### EXERCISE AIM
What is the number of lines in the data that contain "cushion"? Respond with nothing else.

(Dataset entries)

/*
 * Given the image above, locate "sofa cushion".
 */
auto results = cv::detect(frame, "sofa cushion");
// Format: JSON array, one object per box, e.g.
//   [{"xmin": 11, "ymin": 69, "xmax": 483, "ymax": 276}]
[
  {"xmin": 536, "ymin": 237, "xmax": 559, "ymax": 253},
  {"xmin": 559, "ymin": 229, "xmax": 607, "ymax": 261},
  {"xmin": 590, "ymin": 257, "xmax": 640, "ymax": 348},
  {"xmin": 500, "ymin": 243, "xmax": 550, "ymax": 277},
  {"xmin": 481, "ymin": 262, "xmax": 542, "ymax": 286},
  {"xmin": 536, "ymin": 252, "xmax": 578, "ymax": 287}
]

==

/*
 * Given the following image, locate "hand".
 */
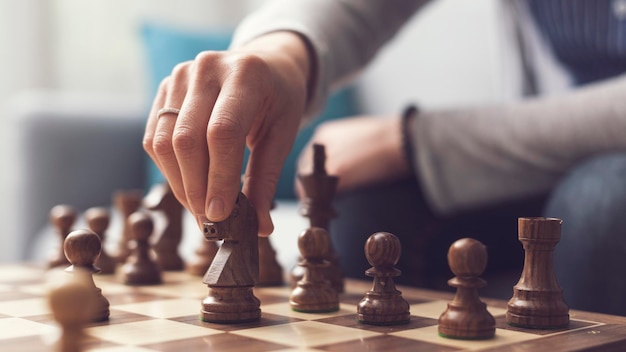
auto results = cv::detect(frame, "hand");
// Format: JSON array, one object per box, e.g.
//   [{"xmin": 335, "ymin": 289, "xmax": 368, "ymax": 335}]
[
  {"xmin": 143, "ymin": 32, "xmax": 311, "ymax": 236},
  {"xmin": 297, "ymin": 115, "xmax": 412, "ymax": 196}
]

### TASK ANSWER
2